* **TEXT PASSAGE**

I couldn't socially function at school. When I got old enough to legally work, I was unhireable. I would have loved to be uninhibited, to have satisfying friendships, to actually be appealing enough to someone to date and have a romantic relationship...but my most pressing concern was just reigning in my social anxiety enough to avoid the intensely shameful moments in life that come from not being able to socially function. The moments as a kid when you are punished, for example. And also, the not being able to work, not having any control over your life or any autonomy.
So I tried therapy for that...Let me tell you, the times when I made gains in my social functioning were NOT during therapy. I'm not the same person I was at let's say 18. I started employment later in life, but I'm still able to find and keep jobs. I say a bit more, make a bit more eye contact.
When I was in therapy...it was as if I needed my social anxiety MORE. I was socially anxious about failing at therapy. I was socially anxious about the consequences of seeming like I wasn't trying. First of all, just emotionally...this person has so much power for you. They are trying to help you enter a more "realistic" reality, one that doesn't have all these cognitive distortions. They have the power to make you distrust yourself and question your beliefs. But more than just the emotional aspect, complying with therapy or not can seriously impact your life. It can affect what your psychiatrist can prescribe you, the chemicals you put in your brain. It can even force you to do mandatory inpatient if you can't control your emotions and are completely helpless. And that in turn, not just being painful and horrible and traumatic, can legally affect your future employment. 5150's barring you from certain jobs and things.
It's not bad reasoning, that people need to be "reprogrammed" and that one of the most effective ways out of bad habits are to have different experiences. If you repeatedly learn there is no danger, it becomes a belief.

* **TASKS FOR THIS EXERCISE**
1/ In the post about social anxiety and therapy, why does the writer say it was as if they needed their social anxiety more while in therapy? Answer in one to three sentences.
2/ From the post about social anxiety and therapy, extract the passage starting with "So I tried therapy" and going on through "more eye contact.".

Image point grounding data:
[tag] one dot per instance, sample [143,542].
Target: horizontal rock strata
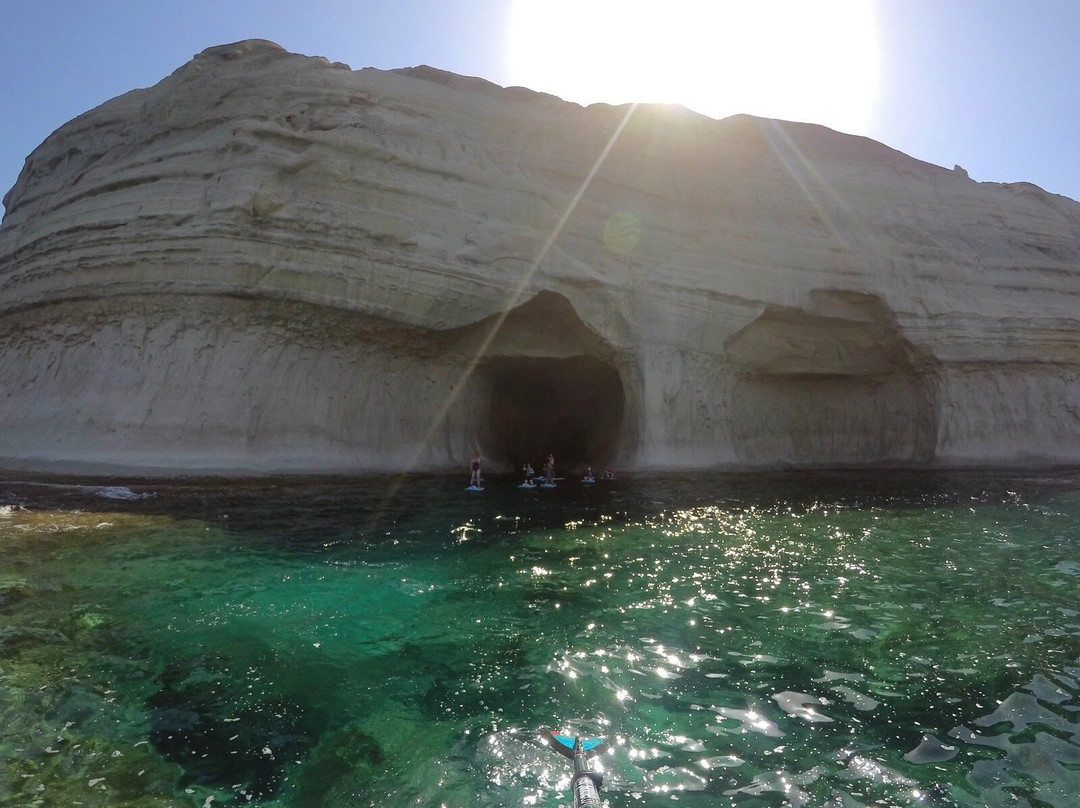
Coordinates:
[270,263]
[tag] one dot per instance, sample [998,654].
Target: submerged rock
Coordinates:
[270,263]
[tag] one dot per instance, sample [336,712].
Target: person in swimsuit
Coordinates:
[474,480]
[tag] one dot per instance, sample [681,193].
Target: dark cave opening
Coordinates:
[569,407]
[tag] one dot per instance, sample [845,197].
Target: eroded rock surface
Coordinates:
[269,263]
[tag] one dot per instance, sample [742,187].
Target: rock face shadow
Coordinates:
[548,384]
[835,385]
[570,407]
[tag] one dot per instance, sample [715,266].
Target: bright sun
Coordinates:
[811,61]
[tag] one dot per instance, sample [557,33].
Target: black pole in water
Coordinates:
[585,784]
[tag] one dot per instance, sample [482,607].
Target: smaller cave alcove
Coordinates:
[570,407]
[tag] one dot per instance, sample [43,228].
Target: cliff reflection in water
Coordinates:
[766,641]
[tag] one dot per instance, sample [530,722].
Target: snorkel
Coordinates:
[585,784]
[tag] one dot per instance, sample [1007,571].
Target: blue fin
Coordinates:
[565,744]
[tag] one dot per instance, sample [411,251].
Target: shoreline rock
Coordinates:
[270,264]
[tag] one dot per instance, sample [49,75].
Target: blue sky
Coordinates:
[987,84]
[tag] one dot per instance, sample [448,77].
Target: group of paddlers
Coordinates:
[531,479]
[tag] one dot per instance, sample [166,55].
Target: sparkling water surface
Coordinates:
[840,640]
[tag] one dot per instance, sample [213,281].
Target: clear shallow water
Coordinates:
[768,641]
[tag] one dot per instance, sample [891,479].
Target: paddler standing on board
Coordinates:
[475,479]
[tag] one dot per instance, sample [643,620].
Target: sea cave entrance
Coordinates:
[569,407]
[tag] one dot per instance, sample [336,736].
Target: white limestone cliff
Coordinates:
[269,263]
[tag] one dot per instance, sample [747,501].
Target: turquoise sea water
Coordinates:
[844,641]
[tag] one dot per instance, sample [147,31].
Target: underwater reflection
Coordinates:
[777,643]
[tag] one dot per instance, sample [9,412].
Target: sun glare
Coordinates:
[811,61]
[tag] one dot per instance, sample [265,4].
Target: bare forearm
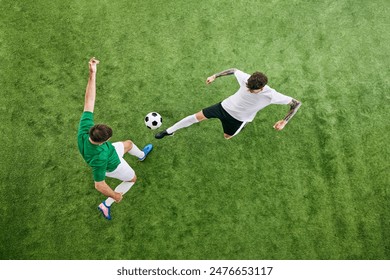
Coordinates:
[90,93]
[104,189]
[294,106]
[225,73]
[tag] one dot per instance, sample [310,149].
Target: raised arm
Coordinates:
[90,92]
[294,106]
[220,74]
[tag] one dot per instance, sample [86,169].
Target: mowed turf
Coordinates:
[319,189]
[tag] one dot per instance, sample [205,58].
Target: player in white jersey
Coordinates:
[240,108]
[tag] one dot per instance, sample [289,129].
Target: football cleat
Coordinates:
[105,210]
[147,149]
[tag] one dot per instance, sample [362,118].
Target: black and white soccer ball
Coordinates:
[153,120]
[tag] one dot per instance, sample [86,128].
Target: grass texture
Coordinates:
[319,189]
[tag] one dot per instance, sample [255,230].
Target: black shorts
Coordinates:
[230,125]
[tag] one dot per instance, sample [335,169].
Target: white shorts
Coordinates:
[123,172]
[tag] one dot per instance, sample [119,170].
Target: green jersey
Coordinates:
[101,158]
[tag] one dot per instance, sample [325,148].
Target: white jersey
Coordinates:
[244,105]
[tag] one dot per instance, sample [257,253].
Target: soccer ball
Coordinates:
[153,120]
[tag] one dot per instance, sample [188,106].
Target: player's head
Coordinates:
[100,133]
[256,81]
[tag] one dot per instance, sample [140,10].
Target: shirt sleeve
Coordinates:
[241,77]
[278,98]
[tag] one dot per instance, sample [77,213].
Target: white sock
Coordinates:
[187,121]
[135,151]
[123,188]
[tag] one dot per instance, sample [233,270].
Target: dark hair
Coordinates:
[256,81]
[100,133]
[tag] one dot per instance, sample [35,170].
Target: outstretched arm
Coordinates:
[220,74]
[294,106]
[90,92]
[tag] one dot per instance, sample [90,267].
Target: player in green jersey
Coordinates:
[106,159]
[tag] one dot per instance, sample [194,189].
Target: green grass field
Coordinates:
[319,189]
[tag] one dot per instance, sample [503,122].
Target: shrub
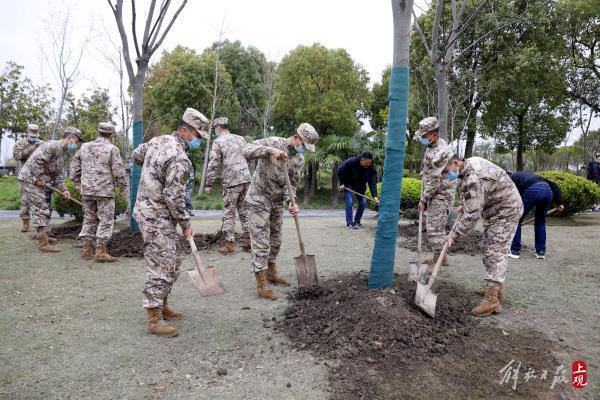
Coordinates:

* **ANSWERS BY ITEM**
1/ The writer was socially anxious about failing at therapy and about the consequences of seeming not to try. The therapist held emotional power to make the writer distrust their own beliefs. Complying or not could also affect what a psychiatrist prescribes and could lead to mandatory inpatient care, which can legally affect future employment.

2/
So I tried therapy for that...Let me tell you, the times when I made gains in my social functioning were NOT during therapy. I'm not the same person I was at let's say 18. I started employment later in life, but I'm still able to find and keep jobs. I say a bit more, make a bit more eye contact.